| What is asked |
Rewrite the records from the line with "Point out the jersey" through the end of the records, changing "marker" to "pin" and leaving everything else as it is. Give only those lines and leave the pictures out of your answer.

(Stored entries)
#####

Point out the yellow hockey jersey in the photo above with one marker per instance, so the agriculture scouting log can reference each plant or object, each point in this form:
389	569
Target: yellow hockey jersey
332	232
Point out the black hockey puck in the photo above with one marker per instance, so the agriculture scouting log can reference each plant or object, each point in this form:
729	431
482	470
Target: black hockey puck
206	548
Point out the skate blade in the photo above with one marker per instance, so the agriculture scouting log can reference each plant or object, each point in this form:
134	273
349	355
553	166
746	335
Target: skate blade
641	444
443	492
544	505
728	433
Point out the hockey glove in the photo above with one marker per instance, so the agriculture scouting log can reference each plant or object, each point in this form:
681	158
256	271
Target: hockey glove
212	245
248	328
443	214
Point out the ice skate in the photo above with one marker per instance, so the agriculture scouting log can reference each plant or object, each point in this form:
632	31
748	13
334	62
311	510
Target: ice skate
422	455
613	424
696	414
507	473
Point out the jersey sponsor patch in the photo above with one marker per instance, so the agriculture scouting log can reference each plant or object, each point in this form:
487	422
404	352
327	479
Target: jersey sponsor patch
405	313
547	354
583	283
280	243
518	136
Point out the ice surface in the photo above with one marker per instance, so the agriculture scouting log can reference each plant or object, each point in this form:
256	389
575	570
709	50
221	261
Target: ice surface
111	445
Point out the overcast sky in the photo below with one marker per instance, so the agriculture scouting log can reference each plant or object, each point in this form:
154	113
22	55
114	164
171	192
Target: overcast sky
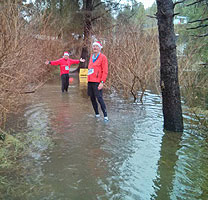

#####

| Reply to the task |
Point out the jersey sponsor patch in the photo above with one pin per instance, so the agriculture scouting log can reference each plant or object, each point in this form:
487	422
404	352
327	479
Target: jersey sponsor patch
405	313
547	354
583	283
280	243
518	136
Point out the ice surface in the photo above with one pin per instance, so the agriculture scouting log can reference each plant or object, each point in this form:
256	389
575	570
709	50
221	261
Target: ice surface
111	445
Point out the overcast sky in the photo below with one pin per instance, so the agriculture scouting log can reference each plant or object, each point in this form:
154	113
22	55
114	164
171	192
Target: overcast sky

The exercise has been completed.